Stated task: Retype the material that follows, keeping every word as it is.

Information provided:
—————
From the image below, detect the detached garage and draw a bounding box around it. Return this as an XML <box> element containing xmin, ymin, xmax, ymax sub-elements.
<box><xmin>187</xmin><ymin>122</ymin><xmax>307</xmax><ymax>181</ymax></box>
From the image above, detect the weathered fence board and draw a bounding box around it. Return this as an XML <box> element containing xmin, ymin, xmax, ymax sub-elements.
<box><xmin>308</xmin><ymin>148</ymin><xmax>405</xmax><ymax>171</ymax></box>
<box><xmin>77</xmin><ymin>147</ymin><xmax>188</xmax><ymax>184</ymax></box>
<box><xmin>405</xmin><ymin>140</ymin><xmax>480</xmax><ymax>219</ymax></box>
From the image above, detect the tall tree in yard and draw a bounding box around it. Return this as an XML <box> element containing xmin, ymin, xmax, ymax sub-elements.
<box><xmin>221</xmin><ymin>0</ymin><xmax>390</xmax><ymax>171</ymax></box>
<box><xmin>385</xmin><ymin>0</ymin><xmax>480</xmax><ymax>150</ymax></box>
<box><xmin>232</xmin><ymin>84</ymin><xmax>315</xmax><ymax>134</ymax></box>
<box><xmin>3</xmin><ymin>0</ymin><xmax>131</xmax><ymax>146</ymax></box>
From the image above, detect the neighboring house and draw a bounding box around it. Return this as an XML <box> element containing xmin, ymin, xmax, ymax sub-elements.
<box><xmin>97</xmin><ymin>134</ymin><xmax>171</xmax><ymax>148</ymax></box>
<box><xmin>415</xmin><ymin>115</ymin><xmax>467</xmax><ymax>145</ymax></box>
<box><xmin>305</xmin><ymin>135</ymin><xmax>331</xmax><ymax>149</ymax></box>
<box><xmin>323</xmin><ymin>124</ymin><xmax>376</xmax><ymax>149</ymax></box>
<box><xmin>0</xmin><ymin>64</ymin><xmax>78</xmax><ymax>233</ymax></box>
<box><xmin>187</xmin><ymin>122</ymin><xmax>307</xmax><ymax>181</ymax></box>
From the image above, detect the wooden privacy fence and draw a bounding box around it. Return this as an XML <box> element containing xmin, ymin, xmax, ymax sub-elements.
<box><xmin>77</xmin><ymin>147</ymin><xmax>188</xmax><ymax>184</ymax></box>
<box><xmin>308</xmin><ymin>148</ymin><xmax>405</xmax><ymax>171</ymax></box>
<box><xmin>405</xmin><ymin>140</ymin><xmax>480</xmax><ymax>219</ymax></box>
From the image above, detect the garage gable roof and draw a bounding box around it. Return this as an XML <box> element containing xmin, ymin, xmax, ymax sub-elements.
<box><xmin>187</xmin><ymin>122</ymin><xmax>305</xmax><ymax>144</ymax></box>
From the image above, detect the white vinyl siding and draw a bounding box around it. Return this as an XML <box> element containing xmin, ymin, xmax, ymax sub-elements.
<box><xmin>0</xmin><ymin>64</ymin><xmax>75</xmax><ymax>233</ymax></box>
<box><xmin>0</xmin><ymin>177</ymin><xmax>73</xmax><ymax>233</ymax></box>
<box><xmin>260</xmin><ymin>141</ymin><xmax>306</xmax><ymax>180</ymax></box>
—————
Task answer:
From the image below, detect the detached garage and draw a bounding box around it. Return this as an XML <box> element containing xmin, ymin, xmax, ymax sub-elements.
<box><xmin>187</xmin><ymin>122</ymin><xmax>307</xmax><ymax>181</ymax></box>
From the image above, detect the weathered fence board and draw a bounding box around it. Return this as an XML <box> element containing xmin, ymin, xmax, ymax sub-elements.
<box><xmin>308</xmin><ymin>148</ymin><xmax>405</xmax><ymax>171</ymax></box>
<box><xmin>77</xmin><ymin>147</ymin><xmax>188</xmax><ymax>184</ymax></box>
<box><xmin>405</xmin><ymin>140</ymin><xmax>480</xmax><ymax>219</ymax></box>
From the image above, detect the tall tree in yard and draw a bounding box around it. Return this as an XML <box> element containing xmin, ymin, xmax, ymax sub-elements.
<box><xmin>221</xmin><ymin>0</ymin><xmax>390</xmax><ymax>171</ymax></box>
<box><xmin>385</xmin><ymin>0</ymin><xmax>480</xmax><ymax>150</ymax></box>
<box><xmin>232</xmin><ymin>84</ymin><xmax>315</xmax><ymax>134</ymax></box>
<box><xmin>3</xmin><ymin>0</ymin><xmax>131</xmax><ymax>146</ymax></box>
From the image above, detect the neighboring house and draw a bounding box around it. Return this as an XML <box> element containing xmin, ymin, xmax, ymax sub-elements.
<box><xmin>97</xmin><ymin>134</ymin><xmax>171</xmax><ymax>148</ymax></box>
<box><xmin>415</xmin><ymin>115</ymin><xmax>467</xmax><ymax>145</ymax></box>
<box><xmin>305</xmin><ymin>135</ymin><xmax>331</xmax><ymax>149</ymax></box>
<box><xmin>323</xmin><ymin>124</ymin><xmax>376</xmax><ymax>149</ymax></box>
<box><xmin>0</xmin><ymin>64</ymin><xmax>78</xmax><ymax>233</ymax></box>
<box><xmin>187</xmin><ymin>122</ymin><xmax>307</xmax><ymax>181</ymax></box>
From the image above, detect the wooden privacy fence and draw a bounding box around it. Return this as an XML <box> element containing xmin, ymin, xmax, ymax sub-elements.
<box><xmin>77</xmin><ymin>147</ymin><xmax>188</xmax><ymax>184</ymax></box>
<box><xmin>308</xmin><ymin>148</ymin><xmax>405</xmax><ymax>171</ymax></box>
<box><xmin>405</xmin><ymin>140</ymin><xmax>480</xmax><ymax>219</ymax></box>
From the image above, detect the garage gable roof and draw a bounding box around it. Return this as an XML <box> element containing xmin, ymin, xmax, ymax sub-elements.
<box><xmin>187</xmin><ymin>122</ymin><xmax>305</xmax><ymax>144</ymax></box>
From the image above, detect the white vinyl siding and draw a bounding box around it. Return this as an XML <box> element containing xmin, ymin, xmax, ymax sub-elements.
<box><xmin>0</xmin><ymin>64</ymin><xmax>75</xmax><ymax>233</ymax></box>
<box><xmin>0</xmin><ymin>177</ymin><xmax>73</xmax><ymax>233</ymax></box>
<box><xmin>260</xmin><ymin>141</ymin><xmax>306</xmax><ymax>180</ymax></box>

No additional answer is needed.